■ **Material provided**:

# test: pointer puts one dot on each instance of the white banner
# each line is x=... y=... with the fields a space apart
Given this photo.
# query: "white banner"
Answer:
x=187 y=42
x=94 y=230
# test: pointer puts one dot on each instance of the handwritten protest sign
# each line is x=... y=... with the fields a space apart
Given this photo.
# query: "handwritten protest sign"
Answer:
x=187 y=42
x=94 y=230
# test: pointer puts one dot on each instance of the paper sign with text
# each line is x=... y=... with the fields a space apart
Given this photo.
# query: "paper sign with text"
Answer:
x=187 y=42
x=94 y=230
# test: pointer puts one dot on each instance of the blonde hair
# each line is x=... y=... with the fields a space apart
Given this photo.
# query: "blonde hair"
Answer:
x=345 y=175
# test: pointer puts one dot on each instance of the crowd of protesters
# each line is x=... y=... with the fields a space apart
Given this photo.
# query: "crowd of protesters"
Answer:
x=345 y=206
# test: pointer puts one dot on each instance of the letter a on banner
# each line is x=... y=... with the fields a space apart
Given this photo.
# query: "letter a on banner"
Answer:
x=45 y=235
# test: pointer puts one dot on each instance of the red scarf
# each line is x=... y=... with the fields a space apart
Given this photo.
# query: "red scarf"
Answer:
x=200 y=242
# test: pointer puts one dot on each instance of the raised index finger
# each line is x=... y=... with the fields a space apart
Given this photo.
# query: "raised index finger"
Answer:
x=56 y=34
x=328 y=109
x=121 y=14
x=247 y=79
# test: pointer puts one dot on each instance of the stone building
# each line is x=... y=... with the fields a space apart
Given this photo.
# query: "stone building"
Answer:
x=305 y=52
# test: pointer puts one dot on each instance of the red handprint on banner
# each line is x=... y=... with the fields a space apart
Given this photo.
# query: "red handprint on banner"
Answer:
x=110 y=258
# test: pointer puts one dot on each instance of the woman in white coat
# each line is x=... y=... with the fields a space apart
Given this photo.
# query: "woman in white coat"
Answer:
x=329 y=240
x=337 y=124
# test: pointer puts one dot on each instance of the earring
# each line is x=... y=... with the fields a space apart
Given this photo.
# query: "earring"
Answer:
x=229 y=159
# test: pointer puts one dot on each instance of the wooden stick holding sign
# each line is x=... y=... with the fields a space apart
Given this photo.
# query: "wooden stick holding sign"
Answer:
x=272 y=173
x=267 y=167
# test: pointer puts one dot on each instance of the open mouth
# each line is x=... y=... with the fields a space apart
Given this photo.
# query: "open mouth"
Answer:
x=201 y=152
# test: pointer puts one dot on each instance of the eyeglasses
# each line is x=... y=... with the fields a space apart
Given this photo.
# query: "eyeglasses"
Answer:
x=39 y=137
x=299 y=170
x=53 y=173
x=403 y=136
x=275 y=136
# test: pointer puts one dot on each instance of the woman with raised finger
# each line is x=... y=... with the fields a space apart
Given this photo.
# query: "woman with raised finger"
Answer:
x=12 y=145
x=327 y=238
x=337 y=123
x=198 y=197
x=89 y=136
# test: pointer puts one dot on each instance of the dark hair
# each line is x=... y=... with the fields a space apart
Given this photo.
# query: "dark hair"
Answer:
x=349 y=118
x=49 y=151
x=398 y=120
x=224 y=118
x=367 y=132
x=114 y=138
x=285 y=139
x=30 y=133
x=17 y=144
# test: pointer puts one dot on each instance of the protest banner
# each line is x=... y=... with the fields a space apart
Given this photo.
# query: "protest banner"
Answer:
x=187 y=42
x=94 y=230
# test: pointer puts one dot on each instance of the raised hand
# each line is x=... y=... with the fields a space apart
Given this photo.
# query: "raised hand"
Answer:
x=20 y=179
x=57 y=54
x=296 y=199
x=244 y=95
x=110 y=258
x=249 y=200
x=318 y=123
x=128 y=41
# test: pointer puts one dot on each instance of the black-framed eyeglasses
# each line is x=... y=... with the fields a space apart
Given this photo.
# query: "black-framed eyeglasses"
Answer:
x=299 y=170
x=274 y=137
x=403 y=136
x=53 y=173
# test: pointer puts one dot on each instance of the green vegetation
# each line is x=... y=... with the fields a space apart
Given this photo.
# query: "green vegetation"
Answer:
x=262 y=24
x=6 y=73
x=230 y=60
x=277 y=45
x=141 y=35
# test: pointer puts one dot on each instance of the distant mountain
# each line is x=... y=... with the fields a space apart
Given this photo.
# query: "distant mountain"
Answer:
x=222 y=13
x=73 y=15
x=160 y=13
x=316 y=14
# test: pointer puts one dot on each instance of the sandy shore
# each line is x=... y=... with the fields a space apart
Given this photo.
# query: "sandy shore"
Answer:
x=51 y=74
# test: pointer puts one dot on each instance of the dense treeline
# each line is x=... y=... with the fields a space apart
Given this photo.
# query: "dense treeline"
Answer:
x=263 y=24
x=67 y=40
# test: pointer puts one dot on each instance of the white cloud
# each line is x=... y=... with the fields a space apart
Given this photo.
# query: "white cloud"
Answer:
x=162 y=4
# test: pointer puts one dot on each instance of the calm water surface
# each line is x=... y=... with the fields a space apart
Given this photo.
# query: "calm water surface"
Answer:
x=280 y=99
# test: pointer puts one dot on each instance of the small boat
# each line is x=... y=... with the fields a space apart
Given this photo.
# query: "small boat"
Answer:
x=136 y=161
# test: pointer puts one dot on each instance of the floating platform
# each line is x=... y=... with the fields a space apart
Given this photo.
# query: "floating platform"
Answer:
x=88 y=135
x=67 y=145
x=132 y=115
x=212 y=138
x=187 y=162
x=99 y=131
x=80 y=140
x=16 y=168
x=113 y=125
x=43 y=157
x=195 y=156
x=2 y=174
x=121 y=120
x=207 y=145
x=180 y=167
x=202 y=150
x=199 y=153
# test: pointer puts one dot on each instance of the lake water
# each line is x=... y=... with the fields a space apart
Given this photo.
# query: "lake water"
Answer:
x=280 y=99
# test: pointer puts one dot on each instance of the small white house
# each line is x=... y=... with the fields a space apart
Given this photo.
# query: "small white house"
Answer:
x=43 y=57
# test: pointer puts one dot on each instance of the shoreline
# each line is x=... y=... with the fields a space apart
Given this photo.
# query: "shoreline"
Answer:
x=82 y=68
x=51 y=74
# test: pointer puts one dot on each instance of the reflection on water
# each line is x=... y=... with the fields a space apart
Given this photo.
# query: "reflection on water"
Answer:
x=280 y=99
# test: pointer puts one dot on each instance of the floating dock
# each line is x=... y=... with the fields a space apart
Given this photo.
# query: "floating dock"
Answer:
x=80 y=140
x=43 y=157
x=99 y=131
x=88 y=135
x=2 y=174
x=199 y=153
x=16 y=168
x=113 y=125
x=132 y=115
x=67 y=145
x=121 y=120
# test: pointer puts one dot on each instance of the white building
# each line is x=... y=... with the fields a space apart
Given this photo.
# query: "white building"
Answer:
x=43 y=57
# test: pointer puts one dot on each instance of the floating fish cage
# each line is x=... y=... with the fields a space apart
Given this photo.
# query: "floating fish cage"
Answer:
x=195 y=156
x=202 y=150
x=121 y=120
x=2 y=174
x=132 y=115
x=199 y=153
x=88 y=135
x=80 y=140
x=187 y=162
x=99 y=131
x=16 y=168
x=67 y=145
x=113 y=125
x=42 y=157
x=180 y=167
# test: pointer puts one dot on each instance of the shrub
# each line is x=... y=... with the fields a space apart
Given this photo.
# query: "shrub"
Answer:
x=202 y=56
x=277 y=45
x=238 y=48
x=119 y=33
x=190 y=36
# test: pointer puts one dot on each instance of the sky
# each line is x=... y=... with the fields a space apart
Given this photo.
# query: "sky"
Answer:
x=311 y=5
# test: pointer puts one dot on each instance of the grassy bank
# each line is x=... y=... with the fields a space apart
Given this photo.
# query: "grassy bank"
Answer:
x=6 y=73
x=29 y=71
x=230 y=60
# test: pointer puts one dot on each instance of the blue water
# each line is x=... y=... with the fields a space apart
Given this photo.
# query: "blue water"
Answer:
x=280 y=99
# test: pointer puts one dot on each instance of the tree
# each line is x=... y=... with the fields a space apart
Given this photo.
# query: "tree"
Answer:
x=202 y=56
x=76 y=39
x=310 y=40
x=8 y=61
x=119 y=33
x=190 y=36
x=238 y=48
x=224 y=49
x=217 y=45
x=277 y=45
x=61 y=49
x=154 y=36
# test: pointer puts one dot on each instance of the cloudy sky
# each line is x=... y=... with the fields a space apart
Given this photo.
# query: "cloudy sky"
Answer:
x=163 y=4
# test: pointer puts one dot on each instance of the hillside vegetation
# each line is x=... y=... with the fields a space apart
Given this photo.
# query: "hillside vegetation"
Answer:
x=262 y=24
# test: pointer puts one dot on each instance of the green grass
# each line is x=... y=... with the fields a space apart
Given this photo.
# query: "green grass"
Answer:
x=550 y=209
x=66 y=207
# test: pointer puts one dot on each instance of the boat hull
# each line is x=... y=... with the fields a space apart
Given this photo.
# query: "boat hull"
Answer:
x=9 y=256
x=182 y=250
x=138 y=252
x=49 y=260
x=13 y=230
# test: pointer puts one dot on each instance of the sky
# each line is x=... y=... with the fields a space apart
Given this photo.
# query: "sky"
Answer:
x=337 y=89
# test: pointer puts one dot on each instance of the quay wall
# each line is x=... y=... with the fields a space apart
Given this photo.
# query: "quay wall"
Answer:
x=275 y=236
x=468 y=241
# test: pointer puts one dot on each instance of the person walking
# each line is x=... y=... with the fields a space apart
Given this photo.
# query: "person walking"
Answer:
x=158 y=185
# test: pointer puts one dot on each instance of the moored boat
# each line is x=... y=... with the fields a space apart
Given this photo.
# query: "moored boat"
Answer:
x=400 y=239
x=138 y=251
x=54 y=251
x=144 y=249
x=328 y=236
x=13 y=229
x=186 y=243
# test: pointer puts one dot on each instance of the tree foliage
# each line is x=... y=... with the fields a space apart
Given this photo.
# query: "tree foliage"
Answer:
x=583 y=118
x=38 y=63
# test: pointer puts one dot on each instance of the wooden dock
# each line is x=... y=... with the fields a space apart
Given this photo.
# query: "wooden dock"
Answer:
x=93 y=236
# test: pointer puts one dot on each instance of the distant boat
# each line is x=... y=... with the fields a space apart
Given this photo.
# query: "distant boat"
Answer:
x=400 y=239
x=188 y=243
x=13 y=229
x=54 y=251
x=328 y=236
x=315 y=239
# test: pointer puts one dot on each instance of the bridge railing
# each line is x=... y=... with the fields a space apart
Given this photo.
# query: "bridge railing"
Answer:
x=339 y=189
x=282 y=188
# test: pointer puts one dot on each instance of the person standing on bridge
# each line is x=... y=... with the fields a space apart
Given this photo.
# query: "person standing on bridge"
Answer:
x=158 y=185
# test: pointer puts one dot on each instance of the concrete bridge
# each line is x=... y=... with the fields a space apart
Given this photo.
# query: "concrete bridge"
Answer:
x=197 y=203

■ **Problem to solve**:
Update the material starting at the line that has "the paper sign with text" and stopping after the line that has "x=229 y=159", changing "pointer" to "marker" and leaving everything else as it is. Give back only those lines.

■ **Right answer**:
# test: marker puts one dot on each instance of the paper sign with text
# each line is x=... y=... with the fields a space apart
Given this photo.
# query: "paper sign with text"
Answer:
x=187 y=42
x=94 y=230
# test: marker puts one dot on each instance of the blonde hair
# each line is x=... y=... with the fields a space apart
Given this photo.
# query: "blonde hair"
Answer:
x=345 y=175
# test: marker puts one dot on each instance of the crowd of protesters
# each line is x=... y=... with the fields a space apart
Given this photo.
# query: "crowd of protesters"
Answer:
x=345 y=206
# test: marker puts one dot on each instance of the letter a on banner
# each line is x=... y=... with the fields a space apart
Given this photo.
# query: "letter a on banner"
Answer:
x=45 y=235
# test: marker puts one dot on each instance of the red scarf
# each line is x=... y=... with the fields a space apart
Given this photo.
# query: "red scarf"
Answer:
x=200 y=242
# test: marker puts one dot on each instance of the raised index finger
# each line is x=... y=... with the fields a space apart
Given this photo.
# query: "raised index finger"
Answer:
x=56 y=34
x=328 y=109
x=121 y=14
x=247 y=79
# test: marker puts one dot on each instance of the stone building
# each line is x=... y=... with the fields a space apart
Given this photo.
# query: "stone building"
Answer:
x=305 y=52
# test: marker puts one dot on each instance of the red handprint on banner
# each line is x=... y=... with the fields a space apart
Given this photo.
# query: "red handprint on banner"
Answer:
x=110 y=258
# test: marker puts one dot on each instance of the woman in white coat
# each line is x=... y=... with the fields a space apart
Given this photo.
# query: "woman in white coat"
Answer:
x=329 y=240
x=337 y=124
# test: marker puts one dot on each instance of the earring
# each line is x=... y=... with the fields a space apart
Given this photo.
# query: "earring"
Answer:
x=229 y=159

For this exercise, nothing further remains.